- [WRITTEN TASK] Set out every line of the material below as a Markdown table with the columns Row and Material line, numbering the rows in order and skipping blank lines.

===

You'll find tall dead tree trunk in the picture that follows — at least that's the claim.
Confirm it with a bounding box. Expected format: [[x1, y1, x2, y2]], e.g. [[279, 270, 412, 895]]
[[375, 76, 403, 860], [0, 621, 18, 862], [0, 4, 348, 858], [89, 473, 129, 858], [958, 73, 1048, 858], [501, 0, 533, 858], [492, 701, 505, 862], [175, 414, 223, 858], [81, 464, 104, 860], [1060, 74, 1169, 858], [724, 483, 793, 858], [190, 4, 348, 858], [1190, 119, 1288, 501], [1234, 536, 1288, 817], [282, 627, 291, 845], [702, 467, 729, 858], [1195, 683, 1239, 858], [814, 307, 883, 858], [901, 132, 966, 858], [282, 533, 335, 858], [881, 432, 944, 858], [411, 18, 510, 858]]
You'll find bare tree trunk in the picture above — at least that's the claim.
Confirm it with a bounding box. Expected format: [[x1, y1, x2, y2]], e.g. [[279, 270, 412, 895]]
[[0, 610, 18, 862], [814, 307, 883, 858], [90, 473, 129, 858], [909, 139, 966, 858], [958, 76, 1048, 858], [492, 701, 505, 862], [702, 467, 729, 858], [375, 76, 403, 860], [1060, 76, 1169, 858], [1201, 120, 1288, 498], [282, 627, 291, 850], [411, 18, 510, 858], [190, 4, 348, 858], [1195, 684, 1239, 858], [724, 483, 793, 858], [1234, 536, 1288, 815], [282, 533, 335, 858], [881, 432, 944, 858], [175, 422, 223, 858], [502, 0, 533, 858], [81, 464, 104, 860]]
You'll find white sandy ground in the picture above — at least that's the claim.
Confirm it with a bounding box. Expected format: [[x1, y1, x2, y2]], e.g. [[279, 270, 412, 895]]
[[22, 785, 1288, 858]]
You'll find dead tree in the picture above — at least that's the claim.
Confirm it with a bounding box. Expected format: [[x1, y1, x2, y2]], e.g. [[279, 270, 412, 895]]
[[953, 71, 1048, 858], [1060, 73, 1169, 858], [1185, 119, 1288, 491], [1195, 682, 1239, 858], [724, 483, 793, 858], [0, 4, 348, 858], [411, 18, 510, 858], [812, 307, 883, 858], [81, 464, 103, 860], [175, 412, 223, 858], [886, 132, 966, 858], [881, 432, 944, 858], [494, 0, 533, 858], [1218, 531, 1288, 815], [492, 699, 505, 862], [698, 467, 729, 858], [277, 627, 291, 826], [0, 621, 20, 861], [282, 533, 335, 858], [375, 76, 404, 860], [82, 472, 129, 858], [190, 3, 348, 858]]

===

- [THE REPLY]
| Row | Material line |
|---|---|
| 1 | You'll find tall dead tree trunk in the picture that follows — at least that's the claim. |
| 2 | Confirm it with a bounding box. Expected format: [[x1, y1, x2, y2]], e.g. [[279, 270, 412, 895]] |
| 3 | [[375, 76, 403, 860], [0, 621, 18, 862], [0, 4, 348, 858], [89, 473, 129, 858], [958, 73, 1048, 858], [501, 0, 533, 858], [492, 701, 505, 862], [175, 414, 223, 858], [81, 464, 104, 860], [1060, 74, 1169, 858], [724, 483, 793, 858], [190, 4, 348, 858], [1190, 119, 1288, 501], [1234, 536, 1288, 817], [282, 627, 291, 845], [702, 467, 729, 858], [1195, 683, 1239, 858], [814, 307, 883, 858], [901, 132, 966, 858], [282, 533, 335, 858], [881, 432, 944, 858], [411, 18, 510, 858]] |
| 4 | You'll find bare tree trunk in the picture above — at least that's the claim. |
| 5 | Confirm it with a bounding box. Expected format: [[x1, y1, x2, y2]], e.g. [[279, 270, 412, 895]] |
| 6 | [[0, 610, 18, 862], [814, 307, 883, 858], [90, 473, 129, 858], [909, 139, 966, 858], [958, 76, 1048, 858], [492, 701, 505, 862], [702, 467, 729, 858], [375, 76, 403, 860], [1060, 76, 1169, 858], [1201, 120, 1288, 498], [282, 627, 291, 850], [411, 18, 510, 858], [190, 4, 348, 858], [1195, 684, 1239, 858], [724, 483, 793, 858], [1234, 536, 1288, 815], [282, 533, 335, 858], [881, 432, 944, 858], [175, 422, 223, 858], [502, 0, 533, 858], [81, 464, 104, 860]] |
| 7 | You'll find white sandy ground in the picture above — at least that's the claim. |
| 8 | Confirm it with a bounding box. Expected format: [[x1, y1, x2, y2]], e.g. [[279, 270, 412, 895]] |
| 9 | [[22, 785, 1288, 858]] |
| 10 | You'll find dead tree in the picture above — at least that's the claim. |
| 11 | Confirm it with a bounding box. Expected format: [[x1, y1, x2, y2]], e.g. [[279, 270, 412, 895]] |
| 12 | [[953, 71, 1048, 858], [1060, 73, 1169, 858], [1185, 119, 1288, 491], [1195, 682, 1239, 858], [724, 483, 793, 858], [0, 4, 348, 858], [411, 18, 510, 858], [812, 307, 883, 858], [81, 464, 103, 860], [175, 412, 223, 858], [886, 132, 966, 858], [881, 432, 944, 858], [494, 0, 533, 858], [1218, 531, 1288, 815], [492, 699, 505, 862], [698, 467, 729, 858], [277, 627, 291, 826], [0, 621, 20, 861], [282, 533, 335, 858], [375, 76, 404, 860], [82, 472, 129, 858], [190, 3, 348, 858]] |